• Tasks to carry out:
[a] From the article on new engine fuels, transcribe the passage that begins at the words "The U.S. Department" and stops after "miles per hour.".
[b] According to the article on new engine fuels, what is the estimated cost of each hydrogen refueling station in India?

-- Start Selected extract --

By Duggan Flanakin
There are a variety of new automotive engines that developers hope will hit the commercial market in the near future. The engines are designed to run on methanol, ammonia, hydrogen, nitrogen and (surprisingly?) lithium. Another company has a donut-shaped motor that works in the wheels.
hydrogen
The Indian state of Kerala is a pioneer in the use of “green” hydrogen in transport. The Kerala Green Hydrogen Valley project, initiated by the Agency for New and Renewable Energy Research and Technology (ALERT), creates a complete hydrogen value chain to demonstrate how hydrogen can reduce emissions across sectors.
Kerala wants to replace diesel trucks with hydrogen-powered heavy-duty trucks instead of battery-electric ones as they can cover long distances without sacrificing carrying capacity. The Kerala State Road Transport Corporation is focusing on hydrogen buses. The Kochi Water Metro project includes hydrogen boats as part of an integrated transport system.
Despite these grandiose plans, India requires hydrogen refueling infrastructure that is estimated to cost $2 million per station – well above the cost of installing charging stations for battery-electric vehicles. High-performance hydrogen fuel cell systems also need to be improved.
The U.S. Department of Energy recently boasted that a hydrogen-powered truck traveled more than 1,800 miles on a single tank of gas. The truck – the H2Rescue – is a prototype developed by the DOE in collaboration with the U.S. Army, Department of Homeland Security, FEMA, the Naval Research Lab and Accelera by Cummins. It is not yet known when and whether the test truck will be put into real operation.
The truck is powered by a Cummins Accelera hydrogen fuel cell engine combined with a 250-kilowatt traction motor and is designed for use in emergency, military and utility scenarios. With an initial 386 pounds of hydrogen in its tanks, the truck traveled California roads during rush hour at speeds between 50 and 55 miles per hour.
Methanol
German engine manufacturer MAN Energy Solutions is developing a new dual-fuel methanol engine for the maritime industry. The MAN 175 DF-M is expected to be available by the end of 2026 to retrofit its successful MAN 175D high-speed engine. Caterpillar Marine is also working on a dual-fuel methanol engine model scheduled for field testing in 2026.
MAN's dual-fuel engine is available in configurations with 12, 16 and 20 cylinders, each with an internal diameter of 175 mm, for mechanical or electrical propulsion and on-board power generation with a power range between 1,500 and 2,000 rpm. The engine is optimized for ferries, offshore supply vessels, tugs and other work vessels. Custom versions can be fitted for superyachts and other marine applications.
The dual-fuel engine has already been awarded “Fuel Ready” certification by Det Norske Veritas, a global risk management and quality assurance organization based in Norway. The DNV certification confirms that the engine is optimized for diesel-electric and diesel-mechanical propulsion through the implementation of dual-fuel methanol technology.

-- End Selected extract --
-- Start Material shown --

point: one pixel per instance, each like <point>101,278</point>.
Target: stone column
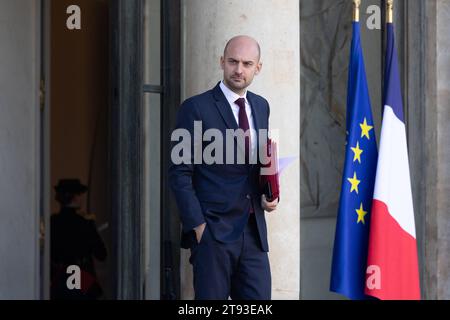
<point>206,27</point>
<point>443,152</point>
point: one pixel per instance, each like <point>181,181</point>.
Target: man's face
<point>240,64</point>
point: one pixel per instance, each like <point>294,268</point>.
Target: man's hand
<point>199,231</point>
<point>268,206</point>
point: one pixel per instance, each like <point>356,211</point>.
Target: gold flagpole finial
<point>356,4</point>
<point>390,11</point>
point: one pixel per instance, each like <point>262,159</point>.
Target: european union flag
<point>352,228</point>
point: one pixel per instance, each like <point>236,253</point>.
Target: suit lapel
<point>224,108</point>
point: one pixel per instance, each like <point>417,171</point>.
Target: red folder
<point>269,178</point>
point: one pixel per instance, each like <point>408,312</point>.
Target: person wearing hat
<point>74,241</point>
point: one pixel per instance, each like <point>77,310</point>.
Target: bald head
<point>240,63</point>
<point>243,41</point>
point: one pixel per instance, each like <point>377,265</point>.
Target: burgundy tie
<point>243,124</point>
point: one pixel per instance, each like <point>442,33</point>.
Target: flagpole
<point>356,4</point>
<point>390,11</point>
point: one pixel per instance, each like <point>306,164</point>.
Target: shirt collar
<point>230,95</point>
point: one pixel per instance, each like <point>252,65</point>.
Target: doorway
<point>79,113</point>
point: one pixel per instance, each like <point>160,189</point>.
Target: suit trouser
<point>239,270</point>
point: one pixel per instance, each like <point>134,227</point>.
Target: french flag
<point>392,266</point>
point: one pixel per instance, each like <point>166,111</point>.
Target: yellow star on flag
<point>365,129</point>
<point>361,214</point>
<point>357,151</point>
<point>354,182</point>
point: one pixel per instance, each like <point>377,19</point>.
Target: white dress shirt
<point>231,98</point>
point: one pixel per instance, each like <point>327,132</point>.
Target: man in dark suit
<point>220,203</point>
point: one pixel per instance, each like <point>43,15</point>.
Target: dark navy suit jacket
<point>218,194</point>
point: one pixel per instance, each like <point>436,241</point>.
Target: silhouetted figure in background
<point>74,241</point>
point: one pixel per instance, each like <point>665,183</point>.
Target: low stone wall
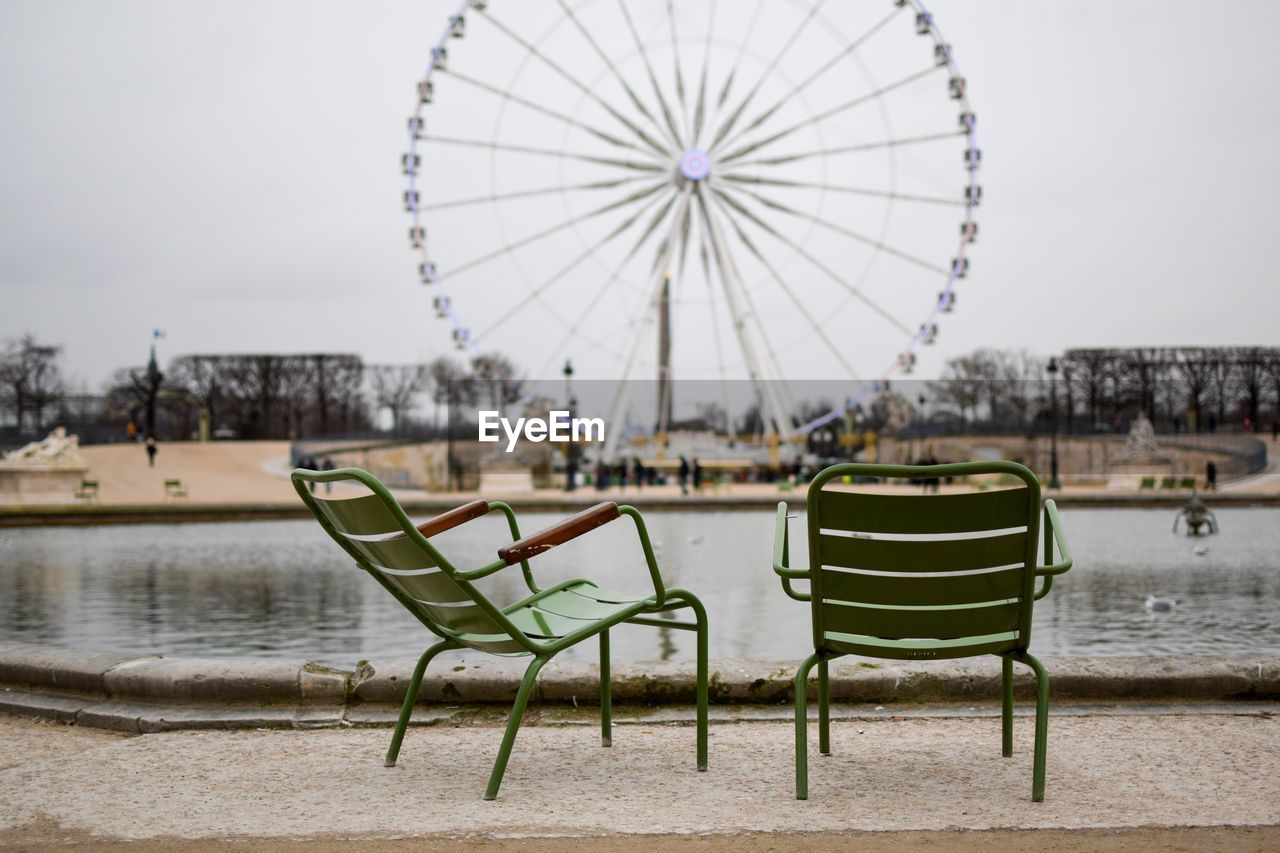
<point>149,693</point>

-- End Material shown --

• Worked solutions:
[a]
The U.S. Department of Energy recently boasted that a hydrogen-powered truck traveled more than 1,800 miles on a single tank of gas. The truck – the H2Rescue – is a prototype developed by the DOE in collaboration with the U.S. Army, Department of Homeland Security, FEMA, the Naval Research Lab and Accelera by Cummins. It is not yet known when and whether the test truck will be put into real operation.
The truck is powered by a Cummins Accelera hydrogen fuel cell engine combined with a 250-kilowatt traction motor and is designed for use in emergency, military and utility scenarios. With an initial 386 pounds of hydrogen in its tanks, the truck traveled California roads during rush hour at speeds between 50 and 55 miles per hour.

[b] $2 million per station.